_WRITTEN REQUEST_: Render the following data as a numbered list, omitting any blank lines.

(Extracted data entries)
__________________________________________________

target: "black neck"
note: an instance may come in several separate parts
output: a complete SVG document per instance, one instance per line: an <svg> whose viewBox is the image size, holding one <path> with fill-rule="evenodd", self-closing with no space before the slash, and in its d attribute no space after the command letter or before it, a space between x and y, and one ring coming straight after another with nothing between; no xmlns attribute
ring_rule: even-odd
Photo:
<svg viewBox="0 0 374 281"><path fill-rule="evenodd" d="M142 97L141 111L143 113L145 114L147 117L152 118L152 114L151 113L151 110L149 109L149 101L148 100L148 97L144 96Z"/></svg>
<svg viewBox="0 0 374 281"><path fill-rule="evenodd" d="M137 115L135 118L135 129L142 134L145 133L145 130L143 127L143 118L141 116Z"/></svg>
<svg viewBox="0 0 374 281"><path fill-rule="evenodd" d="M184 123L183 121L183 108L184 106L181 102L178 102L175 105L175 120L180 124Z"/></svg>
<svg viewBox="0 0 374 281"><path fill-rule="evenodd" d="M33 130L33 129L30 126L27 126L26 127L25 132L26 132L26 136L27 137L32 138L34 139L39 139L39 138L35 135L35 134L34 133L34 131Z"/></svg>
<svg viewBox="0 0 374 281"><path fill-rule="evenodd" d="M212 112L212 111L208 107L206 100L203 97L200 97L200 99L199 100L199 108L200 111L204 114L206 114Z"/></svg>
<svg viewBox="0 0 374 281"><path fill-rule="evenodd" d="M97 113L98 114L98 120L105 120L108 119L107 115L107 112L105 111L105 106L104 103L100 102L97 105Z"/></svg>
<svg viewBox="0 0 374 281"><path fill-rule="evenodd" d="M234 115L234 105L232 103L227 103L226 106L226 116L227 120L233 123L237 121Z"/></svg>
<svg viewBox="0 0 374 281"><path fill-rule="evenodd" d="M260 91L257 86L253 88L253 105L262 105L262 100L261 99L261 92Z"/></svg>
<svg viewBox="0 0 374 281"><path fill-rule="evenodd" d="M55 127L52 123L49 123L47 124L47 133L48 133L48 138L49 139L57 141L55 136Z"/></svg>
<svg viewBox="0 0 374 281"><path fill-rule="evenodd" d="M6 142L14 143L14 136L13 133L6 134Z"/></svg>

__________________________________________________

_RESPONSE TO THE TASK_:
1. target: "black neck"
2. note: an instance may come in several separate parts
3. output: a complete SVG document per instance, one instance per line: an <svg> whose viewBox is the image size, holding one <path> with fill-rule="evenodd", self-closing with no space before the slash, and in its d attribute no space after the command letter or before it, a space between x and y, and one ring coming straight after another with nothing between; no xmlns attribute
4. ring_rule: even-odd
5. Photo:
6. <svg viewBox="0 0 374 281"><path fill-rule="evenodd" d="M142 97L141 111L143 113L145 114L147 117L152 118L152 114L151 113L151 110L149 109L149 101L148 100L148 97L144 96Z"/></svg>
7. <svg viewBox="0 0 374 281"><path fill-rule="evenodd" d="M137 115L135 118L135 129L142 134L145 133L145 130L143 127L143 118L141 116Z"/></svg>
8. <svg viewBox="0 0 374 281"><path fill-rule="evenodd" d="M184 123L183 121L183 108L184 106L181 102L178 102L175 105L175 120L180 124Z"/></svg>
9. <svg viewBox="0 0 374 281"><path fill-rule="evenodd" d="M33 130L33 129L30 126L27 126L26 127L25 132L26 132L26 136L27 137L32 138L34 139L39 139L39 138L35 135L35 134L34 133L34 131Z"/></svg>
10. <svg viewBox="0 0 374 281"><path fill-rule="evenodd" d="M212 112L212 111L208 107L206 100L203 97L200 97L200 99L199 100L199 108L200 111L204 114L206 114Z"/></svg>
11. <svg viewBox="0 0 374 281"><path fill-rule="evenodd" d="M97 113L98 114L98 120L105 120L108 119L107 115L107 112L105 111L105 106L104 103L100 102L97 105Z"/></svg>
12. <svg viewBox="0 0 374 281"><path fill-rule="evenodd" d="M234 115L234 105L232 103L227 103L226 106L226 116L227 120L233 123L237 121Z"/></svg>
13. <svg viewBox="0 0 374 281"><path fill-rule="evenodd" d="M260 91L257 86L253 88L253 105L262 105L262 100L261 99L261 92Z"/></svg>
14. <svg viewBox="0 0 374 281"><path fill-rule="evenodd" d="M55 127L52 123L49 123L47 124L47 133L48 133L48 138L49 139L57 141L55 136Z"/></svg>
15. <svg viewBox="0 0 374 281"><path fill-rule="evenodd" d="M6 142L14 143L14 136L13 133L6 134Z"/></svg>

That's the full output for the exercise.